++++ RECORDED DATA ++++
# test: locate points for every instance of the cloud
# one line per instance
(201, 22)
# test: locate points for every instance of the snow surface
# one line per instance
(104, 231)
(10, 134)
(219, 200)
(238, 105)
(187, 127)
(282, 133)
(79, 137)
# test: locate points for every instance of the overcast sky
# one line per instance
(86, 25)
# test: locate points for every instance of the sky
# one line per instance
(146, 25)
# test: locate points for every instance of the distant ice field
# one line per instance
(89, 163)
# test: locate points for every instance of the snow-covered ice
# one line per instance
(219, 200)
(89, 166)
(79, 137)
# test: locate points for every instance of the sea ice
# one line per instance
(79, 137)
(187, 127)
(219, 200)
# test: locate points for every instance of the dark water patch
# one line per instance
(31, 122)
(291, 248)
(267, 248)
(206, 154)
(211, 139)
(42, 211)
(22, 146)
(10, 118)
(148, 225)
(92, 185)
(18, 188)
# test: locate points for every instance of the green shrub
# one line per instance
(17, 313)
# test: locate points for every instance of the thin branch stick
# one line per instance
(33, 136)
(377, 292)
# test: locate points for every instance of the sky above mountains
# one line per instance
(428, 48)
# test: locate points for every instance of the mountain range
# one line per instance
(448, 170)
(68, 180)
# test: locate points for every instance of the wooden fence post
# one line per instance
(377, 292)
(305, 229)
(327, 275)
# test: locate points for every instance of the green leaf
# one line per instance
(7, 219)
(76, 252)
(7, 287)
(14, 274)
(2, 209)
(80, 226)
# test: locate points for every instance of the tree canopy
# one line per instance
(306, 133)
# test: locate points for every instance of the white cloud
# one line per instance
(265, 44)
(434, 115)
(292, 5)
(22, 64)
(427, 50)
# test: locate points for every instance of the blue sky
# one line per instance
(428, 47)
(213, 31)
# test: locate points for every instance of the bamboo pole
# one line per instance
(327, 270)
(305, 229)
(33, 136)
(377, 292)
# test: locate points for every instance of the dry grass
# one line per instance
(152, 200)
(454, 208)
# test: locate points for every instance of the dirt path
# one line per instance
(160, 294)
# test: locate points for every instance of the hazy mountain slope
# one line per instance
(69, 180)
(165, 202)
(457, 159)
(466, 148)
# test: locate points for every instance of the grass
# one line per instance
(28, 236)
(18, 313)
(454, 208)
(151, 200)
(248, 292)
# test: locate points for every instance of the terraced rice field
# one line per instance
++++
## WORK INSTRUCTIONS
When you reach the line that holds "# test: locate points for every instance of the dark", please copy it and every line after it through the end of the listing, exactly and with no other lines.

## EXERCISE RESPONSE
# test: locate points for every instance of the dark water patch
# one line per instance
(31, 122)
(291, 248)
(267, 248)
(206, 154)
(211, 139)
(42, 211)
(22, 146)
(10, 118)
(148, 225)
(92, 185)
(18, 188)
# test: locate points for every instance of the green shrub
# one line per instance
(17, 313)
# test: locate points for every instance of the thin branch stick
# one line per instance
(33, 136)
(377, 292)
# test: locate points for every instance of the sky above mountains
# one line per instance
(428, 48)
# test: locate points for every instance of the mountain range
# one line per instance
(448, 170)
(68, 180)
# test: locate points for every instance of the wooden fence post
# one line per instance
(377, 292)
(305, 229)
(327, 275)
# test: locate points for every instance of the green leaf
# one line per instance
(7, 219)
(76, 252)
(7, 287)
(14, 274)
(2, 209)
(80, 226)
# test: locate points for every instance of the tree canopy
# one line per instance
(306, 133)
# test: locate points for every instance of the white cloud
# one line per instance
(265, 44)
(434, 115)
(292, 5)
(22, 64)
(427, 50)
# test: locate points for every instance of the blue sky
# one line per instance
(428, 47)
(213, 31)
# test: locate points for every instance of the bamboo pole
# one line per instance
(327, 270)
(305, 229)
(33, 136)
(377, 292)
# test: locate points for every instance of the dry grass
# one line per instance
(152, 200)
(454, 208)
# test: locate points for every instance of the dirt path
# one line per instance
(160, 294)
# test: locate points for every instance of the hazy mountain slope
# one line per instance
(69, 180)
(165, 202)
(457, 159)
(466, 148)
# test: locate points for every instance of the grass
# one line per instance
(28, 236)
(18, 313)
(454, 208)
(151, 200)
(248, 292)
# test: locate points for every instance of the terraced rice field
# one line per instance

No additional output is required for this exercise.